--- What you will do ---
Please copy every one of the records below word for word, changing nothing.
--- begin ---
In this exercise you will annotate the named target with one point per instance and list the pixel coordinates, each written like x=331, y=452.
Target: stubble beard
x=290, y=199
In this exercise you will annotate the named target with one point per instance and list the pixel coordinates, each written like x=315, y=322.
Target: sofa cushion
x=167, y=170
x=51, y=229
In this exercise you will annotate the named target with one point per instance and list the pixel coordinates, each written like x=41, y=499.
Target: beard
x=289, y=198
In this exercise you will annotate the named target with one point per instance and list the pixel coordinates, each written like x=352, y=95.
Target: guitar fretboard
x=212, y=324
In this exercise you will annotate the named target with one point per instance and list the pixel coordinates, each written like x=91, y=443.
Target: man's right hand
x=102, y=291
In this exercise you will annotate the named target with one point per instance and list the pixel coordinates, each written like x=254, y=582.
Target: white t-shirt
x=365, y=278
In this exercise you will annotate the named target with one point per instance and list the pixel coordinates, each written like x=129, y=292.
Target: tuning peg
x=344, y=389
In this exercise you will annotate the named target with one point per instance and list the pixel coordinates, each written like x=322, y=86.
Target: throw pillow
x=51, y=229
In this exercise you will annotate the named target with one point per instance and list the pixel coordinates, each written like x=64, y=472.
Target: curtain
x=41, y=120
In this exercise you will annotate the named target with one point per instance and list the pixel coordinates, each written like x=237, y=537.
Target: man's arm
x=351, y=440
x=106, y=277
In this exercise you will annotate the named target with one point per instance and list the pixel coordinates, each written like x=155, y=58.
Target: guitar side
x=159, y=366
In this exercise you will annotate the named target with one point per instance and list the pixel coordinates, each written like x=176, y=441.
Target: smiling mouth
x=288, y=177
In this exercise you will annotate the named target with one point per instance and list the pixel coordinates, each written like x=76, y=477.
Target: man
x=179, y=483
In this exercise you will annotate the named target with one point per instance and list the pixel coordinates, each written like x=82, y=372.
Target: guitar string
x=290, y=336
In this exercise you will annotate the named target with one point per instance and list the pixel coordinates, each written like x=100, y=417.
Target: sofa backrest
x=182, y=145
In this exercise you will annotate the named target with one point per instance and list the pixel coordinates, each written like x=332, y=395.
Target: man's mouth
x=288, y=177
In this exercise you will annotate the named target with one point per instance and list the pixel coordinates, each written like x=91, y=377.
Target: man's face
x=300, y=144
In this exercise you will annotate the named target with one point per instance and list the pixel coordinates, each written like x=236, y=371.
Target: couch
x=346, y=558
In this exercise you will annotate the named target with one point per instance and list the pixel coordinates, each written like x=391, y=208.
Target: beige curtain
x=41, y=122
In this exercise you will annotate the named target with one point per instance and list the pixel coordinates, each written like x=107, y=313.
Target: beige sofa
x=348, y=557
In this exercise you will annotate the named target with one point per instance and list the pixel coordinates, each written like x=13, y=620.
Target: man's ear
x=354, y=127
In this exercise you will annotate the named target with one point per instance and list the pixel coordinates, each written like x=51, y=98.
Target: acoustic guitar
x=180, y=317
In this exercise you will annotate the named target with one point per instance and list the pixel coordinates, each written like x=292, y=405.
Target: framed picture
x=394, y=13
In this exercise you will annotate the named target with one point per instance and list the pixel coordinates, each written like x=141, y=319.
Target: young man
--- end ---
--- Answer to the task ---
In this exercise you will annotate the named target with one point per instance and list the pixel coordinates, each written like x=331, y=452.
Target: stubble beard
x=290, y=199
In this exercise you will annotate the named target with one point per instance and list the pixel coordinates, each written like x=315, y=322.
Target: sofa cushion
x=167, y=170
x=51, y=229
In this exercise you will annotate the named target with one point per instance and list the pixel coordinates, each written like x=41, y=499.
Target: beard
x=289, y=198
In this exercise you will annotate the named target with one point per instance and list the pixel coordinates, each written like x=352, y=95.
Target: guitar fretboard
x=212, y=324
In this exercise you will annotate the named target with one point per instance and list the pixel coordinates, each written like x=91, y=443.
Target: man's right hand
x=102, y=291
In this exercise you will annotate the named target with one point per instance and list the pixel coordinates, each written like x=254, y=582.
Target: white t-shirt
x=365, y=278
In this exercise you will annotate the named target with one point per instance and list the pixel coordinates, each written like x=129, y=292.
Target: tuning peg
x=344, y=389
In this exercise you will annotate the named target with one point per instance and list the pixel coordinates, each written like x=322, y=86.
Target: throw pillow
x=51, y=229
In this exercise you will annotate the named target with one point per instance and list the pixel coordinates, each written like x=64, y=472.
Target: curtain
x=41, y=120
In this exercise you will annotate the named target with one point per instance and list the pixel coordinates, each written like x=237, y=537.
Target: man's arm
x=351, y=440
x=106, y=277
In this exercise you will annotate the named target with one point per instance and list the pixel coordinates, each written like x=155, y=58.
Target: guitar side
x=159, y=366
In this exercise you will annotate the named target with one point per instance and list the pixel coordinates, each written like x=176, y=441.
Target: smiling mouth
x=288, y=177
In this exercise you will annotate the named target with one point per instance and list the pixel coordinates, each written like x=76, y=477.
Target: man
x=179, y=483
In this exercise you will annotate the named target with one point per instance and list the pixel coordinates, each written like x=82, y=372.
Target: guitar string
x=290, y=336
In this exercise you will annotate the named target with one point per instance and list the pixel coordinates, each written like x=100, y=417.
Target: sofa backrest
x=182, y=145
In this exercise you will annotate the named target with one point per instance and list the pixel coordinates, each written like x=332, y=395.
Target: man's mouth
x=288, y=177
In this exercise you will annotate the named target with one point per instance and list the pixel coordinates, each written like x=91, y=377.
Target: man's face
x=300, y=144
In this exercise you will annotate the named target with one point per instance and list the pixel coordinates, each written like x=236, y=371.
Target: couch
x=346, y=558
In this exercise you will annotate the named target with one point per instance and list the pixel coordinates, each written like x=391, y=208.
Target: beige curtain
x=41, y=122
In this exercise you will annotate the named target with one point per instance and list the pixel coordinates, each written like x=107, y=313.
Target: beige sofa
x=348, y=557
In this exercise you will annotate the named target with one point per instance and list the pixel coordinates, each written like x=13, y=620.
Target: man's ear
x=354, y=127
In this exercise you will annotate the named target with one point per instance and list the pixel coordinates, each written like x=51, y=98.
Target: acoustic guitar
x=180, y=317
In this exercise you will annotate the named target with one point per instance and list the pixel coordinates, each written like x=292, y=405.
Target: framed picture
x=394, y=13
In this exercise you will annotate the named target with one point per instance and list the pixel coordinates, each written like x=141, y=319.
Target: young man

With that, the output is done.